**Problem description**. Give as output the line that contains "Where can you see the red", followed by every remaining line of the entries, unchanged and with nothing added.

**Material for the task**.
- - - - - - -
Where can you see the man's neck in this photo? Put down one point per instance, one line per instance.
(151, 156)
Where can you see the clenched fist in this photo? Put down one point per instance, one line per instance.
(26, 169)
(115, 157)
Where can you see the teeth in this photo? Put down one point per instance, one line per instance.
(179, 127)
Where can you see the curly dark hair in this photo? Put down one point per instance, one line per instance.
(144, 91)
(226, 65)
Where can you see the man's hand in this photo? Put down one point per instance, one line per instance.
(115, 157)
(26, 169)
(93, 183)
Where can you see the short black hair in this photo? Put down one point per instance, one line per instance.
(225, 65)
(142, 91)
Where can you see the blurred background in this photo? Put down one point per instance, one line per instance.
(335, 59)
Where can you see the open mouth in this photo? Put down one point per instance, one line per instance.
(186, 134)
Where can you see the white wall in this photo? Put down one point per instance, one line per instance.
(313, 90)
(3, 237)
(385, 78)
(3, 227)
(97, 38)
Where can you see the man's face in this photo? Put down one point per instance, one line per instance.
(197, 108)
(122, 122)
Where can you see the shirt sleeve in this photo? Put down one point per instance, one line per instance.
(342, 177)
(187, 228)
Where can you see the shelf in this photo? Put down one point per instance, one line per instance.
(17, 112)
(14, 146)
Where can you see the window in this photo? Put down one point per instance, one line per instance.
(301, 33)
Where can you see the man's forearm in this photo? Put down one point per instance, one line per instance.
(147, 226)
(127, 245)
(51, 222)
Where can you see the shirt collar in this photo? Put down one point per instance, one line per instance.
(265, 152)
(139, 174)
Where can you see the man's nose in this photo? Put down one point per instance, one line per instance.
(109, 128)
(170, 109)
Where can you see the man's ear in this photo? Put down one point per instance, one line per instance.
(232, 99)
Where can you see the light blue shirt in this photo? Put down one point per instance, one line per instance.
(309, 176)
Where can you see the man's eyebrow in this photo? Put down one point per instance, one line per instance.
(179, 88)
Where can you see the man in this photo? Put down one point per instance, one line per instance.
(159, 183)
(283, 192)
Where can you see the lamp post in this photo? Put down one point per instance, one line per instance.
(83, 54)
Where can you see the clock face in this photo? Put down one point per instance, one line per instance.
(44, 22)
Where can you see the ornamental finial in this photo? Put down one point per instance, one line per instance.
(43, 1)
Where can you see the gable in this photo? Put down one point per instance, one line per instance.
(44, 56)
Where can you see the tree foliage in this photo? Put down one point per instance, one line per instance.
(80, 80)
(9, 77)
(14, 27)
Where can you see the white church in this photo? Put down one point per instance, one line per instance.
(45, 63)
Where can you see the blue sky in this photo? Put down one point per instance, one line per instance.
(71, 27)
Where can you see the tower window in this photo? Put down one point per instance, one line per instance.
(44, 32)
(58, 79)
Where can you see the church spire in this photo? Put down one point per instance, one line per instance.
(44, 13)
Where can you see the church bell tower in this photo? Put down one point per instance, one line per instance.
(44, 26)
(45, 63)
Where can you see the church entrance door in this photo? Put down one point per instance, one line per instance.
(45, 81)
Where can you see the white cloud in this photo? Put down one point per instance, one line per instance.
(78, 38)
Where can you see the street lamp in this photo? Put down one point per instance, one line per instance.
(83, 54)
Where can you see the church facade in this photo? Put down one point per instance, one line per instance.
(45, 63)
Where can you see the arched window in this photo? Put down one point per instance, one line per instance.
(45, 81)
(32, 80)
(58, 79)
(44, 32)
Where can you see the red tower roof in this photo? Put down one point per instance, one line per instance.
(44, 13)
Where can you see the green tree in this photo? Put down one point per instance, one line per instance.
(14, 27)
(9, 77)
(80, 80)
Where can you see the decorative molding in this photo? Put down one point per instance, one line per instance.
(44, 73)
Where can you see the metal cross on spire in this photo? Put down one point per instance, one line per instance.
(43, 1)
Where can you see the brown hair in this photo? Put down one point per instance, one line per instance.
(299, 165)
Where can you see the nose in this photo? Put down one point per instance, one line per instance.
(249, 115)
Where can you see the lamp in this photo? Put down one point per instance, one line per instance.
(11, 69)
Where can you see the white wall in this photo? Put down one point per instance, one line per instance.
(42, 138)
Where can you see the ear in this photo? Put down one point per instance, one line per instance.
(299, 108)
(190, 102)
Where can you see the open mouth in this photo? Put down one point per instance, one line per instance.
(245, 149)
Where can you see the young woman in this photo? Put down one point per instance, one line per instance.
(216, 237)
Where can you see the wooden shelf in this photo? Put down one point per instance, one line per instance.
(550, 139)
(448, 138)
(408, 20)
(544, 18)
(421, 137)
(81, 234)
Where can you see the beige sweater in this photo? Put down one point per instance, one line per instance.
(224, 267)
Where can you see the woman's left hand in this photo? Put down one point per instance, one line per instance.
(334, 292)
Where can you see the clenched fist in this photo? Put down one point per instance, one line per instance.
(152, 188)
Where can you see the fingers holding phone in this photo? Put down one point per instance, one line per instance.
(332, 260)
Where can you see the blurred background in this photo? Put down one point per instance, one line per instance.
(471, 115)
- - - - - - -
**Exercise result**.
Where can you see the red tower roof in this photo? Put down one point per instance, one line per instance.
(44, 13)
Where can you see the green tree in this photo? Put down one point per instance, one line per instance.
(14, 27)
(9, 77)
(80, 80)
Where can you see the decorative molding in this photo? Put down one point per instance, one line per instance.
(44, 73)
Where can you see the metal cross on spire in this photo? Put down one point per instance, one line per instance.
(43, 1)
Where can you see the brown hair in this photo? Put down one point per instance, one line per instance.
(299, 165)
Where can you see the nose in this photo? Put down one point per instance, one line per instance.
(249, 115)
Where can you see the lamp in this photo? Put down one point per instance, one line per instance.
(11, 69)
Where can you see the white wall in this photo? Put down one point per instance, one line per instance.
(42, 138)
Where can you see the ear in this photo? Put down one point per instance, one line per instance.
(299, 108)
(190, 102)
Where can you see the open mouth in this photo? Put down one point per instance, one line per instance.
(245, 149)
Where can you see the young woman in this photo? Put down one point per instance, one line per instance.
(216, 237)
Where can you see the wooden shelf in this photo? Put down one point per instance, one line per instance.
(550, 139)
(448, 138)
(408, 20)
(544, 18)
(421, 137)
(81, 234)
Where can you see the beige sweater in this photo? Put down one point per instance, one line per instance.
(224, 267)
Where can you see the woman's left hand in this photo? Put down one point per instance, one line per instance.
(334, 292)
Where can you see the clenched fist in this photo? Put down one point per instance, one line per instance.
(152, 188)
Where can you see the fingers holding phone in this photo? Put down one point per instance, one line per instance.
(332, 260)
Where can you see the blurred background in this photo? Put down one point per instance, one line per instance.
(471, 115)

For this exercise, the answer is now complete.